Can you reproduce every line of the material below verbatim, with nothing altered or left out?

* **Provided records**
━━━━━━━━

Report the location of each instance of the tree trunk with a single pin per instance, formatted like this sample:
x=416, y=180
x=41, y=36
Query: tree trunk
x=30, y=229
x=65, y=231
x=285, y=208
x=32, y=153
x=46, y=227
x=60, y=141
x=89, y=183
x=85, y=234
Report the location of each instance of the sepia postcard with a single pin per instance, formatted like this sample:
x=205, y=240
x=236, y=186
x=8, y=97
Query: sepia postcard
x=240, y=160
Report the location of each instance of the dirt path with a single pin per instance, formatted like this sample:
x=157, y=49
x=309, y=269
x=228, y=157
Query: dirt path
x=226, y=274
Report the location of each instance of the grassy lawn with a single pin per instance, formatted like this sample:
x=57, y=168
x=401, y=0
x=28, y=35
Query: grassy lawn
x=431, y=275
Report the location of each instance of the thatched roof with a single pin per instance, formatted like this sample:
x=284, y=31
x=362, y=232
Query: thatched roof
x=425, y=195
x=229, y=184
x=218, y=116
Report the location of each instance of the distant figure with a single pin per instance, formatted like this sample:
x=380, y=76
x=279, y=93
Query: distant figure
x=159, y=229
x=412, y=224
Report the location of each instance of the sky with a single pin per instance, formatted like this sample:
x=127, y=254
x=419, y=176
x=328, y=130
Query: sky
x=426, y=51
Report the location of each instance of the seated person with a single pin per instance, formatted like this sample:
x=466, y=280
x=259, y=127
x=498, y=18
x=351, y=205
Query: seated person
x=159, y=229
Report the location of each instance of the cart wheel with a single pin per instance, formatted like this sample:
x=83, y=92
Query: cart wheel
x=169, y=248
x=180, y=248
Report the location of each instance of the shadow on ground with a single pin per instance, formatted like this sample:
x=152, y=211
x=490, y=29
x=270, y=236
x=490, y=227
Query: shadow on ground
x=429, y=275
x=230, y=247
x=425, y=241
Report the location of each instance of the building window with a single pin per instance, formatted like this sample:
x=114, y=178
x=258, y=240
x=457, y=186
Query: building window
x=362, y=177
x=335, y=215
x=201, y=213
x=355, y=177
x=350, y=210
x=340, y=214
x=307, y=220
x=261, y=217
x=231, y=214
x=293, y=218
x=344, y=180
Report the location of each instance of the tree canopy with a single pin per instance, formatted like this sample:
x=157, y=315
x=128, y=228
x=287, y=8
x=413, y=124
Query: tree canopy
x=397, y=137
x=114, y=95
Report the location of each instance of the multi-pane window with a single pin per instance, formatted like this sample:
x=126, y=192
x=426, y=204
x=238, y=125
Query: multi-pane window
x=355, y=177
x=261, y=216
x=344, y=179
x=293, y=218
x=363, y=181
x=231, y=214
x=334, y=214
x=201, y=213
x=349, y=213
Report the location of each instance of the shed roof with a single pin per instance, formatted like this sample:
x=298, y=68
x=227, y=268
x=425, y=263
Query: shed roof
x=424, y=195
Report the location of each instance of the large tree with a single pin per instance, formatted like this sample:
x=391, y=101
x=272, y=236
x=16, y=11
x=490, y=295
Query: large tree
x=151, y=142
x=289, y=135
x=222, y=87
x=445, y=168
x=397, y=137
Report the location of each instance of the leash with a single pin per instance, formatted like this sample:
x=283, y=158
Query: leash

━━━━━━━━

* **Completed task**
Report the location of each instance of the tree trunk with a single pin per instance, formatted like this sample:
x=416, y=180
x=41, y=36
Query: tree trunk
x=30, y=229
x=65, y=231
x=285, y=208
x=32, y=153
x=46, y=227
x=60, y=141
x=89, y=183
x=85, y=234
Report the location of each instance of the sepia postcard with a single pin per instance, formatted like this sample:
x=205, y=240
x=236, y=186
x=8, y=97
Query: sepia postcard
x=240, y=160
Report the location of each instance of the dirt path with a single pin per instance, formatted like this sample:
x=157, y=49
x=309, y=269
x=228, y=157
Query: dirt path
x=226, y=274
Report the location of each instance of the grassy lawn with a single pin per instance, formatted like this sample:
x=57, y=168
x=401, y=0
x=28, y=35
Query: grassy lawn
x=431, y=275
Report the location of each instance of the thatched roof with a single pin per instance, formatted like this sample:
x=284, y=31
x=362, y=232
Query: thatched roof
x=425, y=195
x=229, y=184
x=218, y=116
Report the location of each instance of the distant figure with a single pin per instance, formatted like this sample:
x=380, y=76
x=279, y=93
Query: distant figure
x=159, y=229
x=412, y=224
Report the location of each instance of the sky with a single pin per instance, formatted like this sample:
x=127, y=254
x=419, y=176
x=328, y=130
Query: sky
x=426, y=51
Report the location of each instance of the seated person with a single pin per instance, formatted like this sample:
x=466, y=280
x=259, y=127
x=498, y=18
x=351, y=205
Query: seated person
x=159, y=229
Report the location of each instance of the cart wheel with a single pin per instance, formatted like this sample:
x=83, y=92
Query: cart wheel
x=169, y=248
x=180, y=248
Report the location of each instance of the shadow on ground with a single pin per instance, formatted like this sample:
x=152, y=211
x=490, y=29
x=270, y=236
x=490, y=227
Query: shadow on ground
x=429, y=275
x=230, y=247
x=425, y=241
Report the location of each instance of the building window with a single pin per instance, formatted like this sample:
x=114, y=178
x=258, y=240
x=457, y=186
Query: building window
x=362, y=177
x=335, y=215
x=201, y=213
x=355, y=177
x=350, y=210
x=340, y=214
x=307, y=220
x=261, y=217
x=231, y=214
x=293, y=218
x=344, y=180
Report the location of each instance of the tree canopy with a single pin per instance, formatted like this sample:
x=157, y=315
x=128, y=228
x=287, y=8
x=413, y=124
Query: tree canopy
x=397, y=137
x=114, y=95
Report the location of each instance of the multi-pane window with a single pin per instance, formatted like this sample:
x=126, y=192
x=426, y=204
x=238, y=125
Query: multi-pane window
x=355, y=177
x=261, y=216
x=344, y=179
x=293, y=218
x=363, y=181
x=231, y=214
x=334, y=214
x=201, y=213
x=349, y=213
Report the location of each instance of the shed roof with a single pin per instance, formatted like this sample:
x=298, y=68
x=227, y=268
x=425, y=263
Query: shed roof
x=424, y=195
Report the location of each instance of the large tree with a single pin per instance, formatted like this sample:
x=391, y=101
x=272, y=236
x=16, y=11
x=490, y=295
Query: large tree
x=151, y=142
x=289, y=135
x=222, y=87
x=445, y=168
x=397, y=137
Report the location of each instance of the leash with a single pin per instance, formatted like this sample:
x=283, y=158
Query: leash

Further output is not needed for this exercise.